Assignment A - From the text on fine-mapping methods, return the passage starting with "However, standard methods" and going on through "multiple-variants in a genomic region.".
Assignment B -
Answer these questions using the text on fine-mapping methods.
(i) Besides single-variant methods, what three broad classes of methods for analyzing sequence data does it consider?
(ii) Under what condition may joint-modeling be more powerful than pooling test statistics for marginal associations across variants?
(iii) What does a local genealogical tree represent?
Assignment C - Summarize the text on fine-mapping methods in two sentences.

Text for analysis -
++++

Most genetic association studies focus on common variants.
The rare susceptibility variants identified through sequencing have potential to explain some of the ’missing heritability’ of complex traits. (Eichler 2010).
However, standard methods to test for association with single genetic variants are underpowered for rare variants unless sample sizes are very large. (Lee 2014)
The lack of power of single-variant approaches holds in fine-mapping as well as genome-wide association studies.
In this report, we are concerned with fine-mapping a genomic region that has been sequenced in cases and controls to identify disease-risk loci.
A number of methods have been developed to evaluate the disease association for both single-variant and multiple-variants in a genomic region.
Besides single-variant methods, we consider three broad classes of methods for analysing sequence data: pooled-variant, joint-modelling and tree-based methods.
Overview of 3 types of analysis methods (Besides single-variant method)
Pooled-variant methods evaluate the cumulative effects of multiple genetic variants in a genomic region. The score statistics from marginal models of the trait association with individual variants are collapsed into a single test statistic, either by combining the information for multiple variants into a single genetic score or by evaluating the distribution of the pooled score statistics of individual variants. (Lee 2014)
Joint-modeling methods identify the joint effect of multiple genetic variants simultaneously. These methods can assess whether a variant carries any further information about the trait beyond what is explained by the other variants. When trait-influencing variants are in low linkage disequilibrium, this approach may be more powerful than pooling test statistics for marginal associations across variants (Cho 2010).
A local genealogical tree represents the ancestry of the sample of haplotypes at each locus in the genomic region being fine-mapped.
Haplotypes carrying the same disease risk alleles are expected to be related and cluster on the genealogical tree at a disease risk locus.
Tree-based methods assess whether trait values co-cluster with the ancestral tree for the haplotypes (e.g., Bardel et al. 2005).
Mailund et al. 2006 has developed a method to reconstruct and score genealogies according to the case-control clusters.

++++

Study material -

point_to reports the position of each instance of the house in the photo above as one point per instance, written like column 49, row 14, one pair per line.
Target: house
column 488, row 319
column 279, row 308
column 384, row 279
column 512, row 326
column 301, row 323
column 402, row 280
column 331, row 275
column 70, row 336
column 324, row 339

++++

Task response A -
However, standard methods to test for association with single genetic variants are underpowered for rare variants unless sample sizes are very large. (Lee 2014)
The lack of power of single-variant approaches holds in fine-mapping as well as genome-wide association studies.
In this report, we are concerned with fine-mapping a genomic region that has been sequenced in cases and controls to identify disease-risk loci.
A number of methods have been developed to evaluate the disease association for both single-variant and multiple-variants in a genomic region.

Task response B -
(i) Pooled-variant, joint-modelling and tree-based methods.
(ii) When trait-influencing variants are in low linkage disequilibrium.
(iii) The ancestry of the sample of haplotypes at each locus in the genomic region being fine-mapped.

Task response C - Standard single-variant association tests are underpowered for rare variants unless sample sizes are very large, and this holds in both fine-mapping and genome-wide association studies. For fine-mapping a region sequenced in cases and controls, the report considers three classes of methods besides single-variant ones: pooled-variant methods, which evaluate the cumulative effects of multiple variants; joint-modeling methods, which identify their joint effect simultaneously; and tree-based methods, which assess whether trait values co-cluster with the ancestral tree for the haplotypes.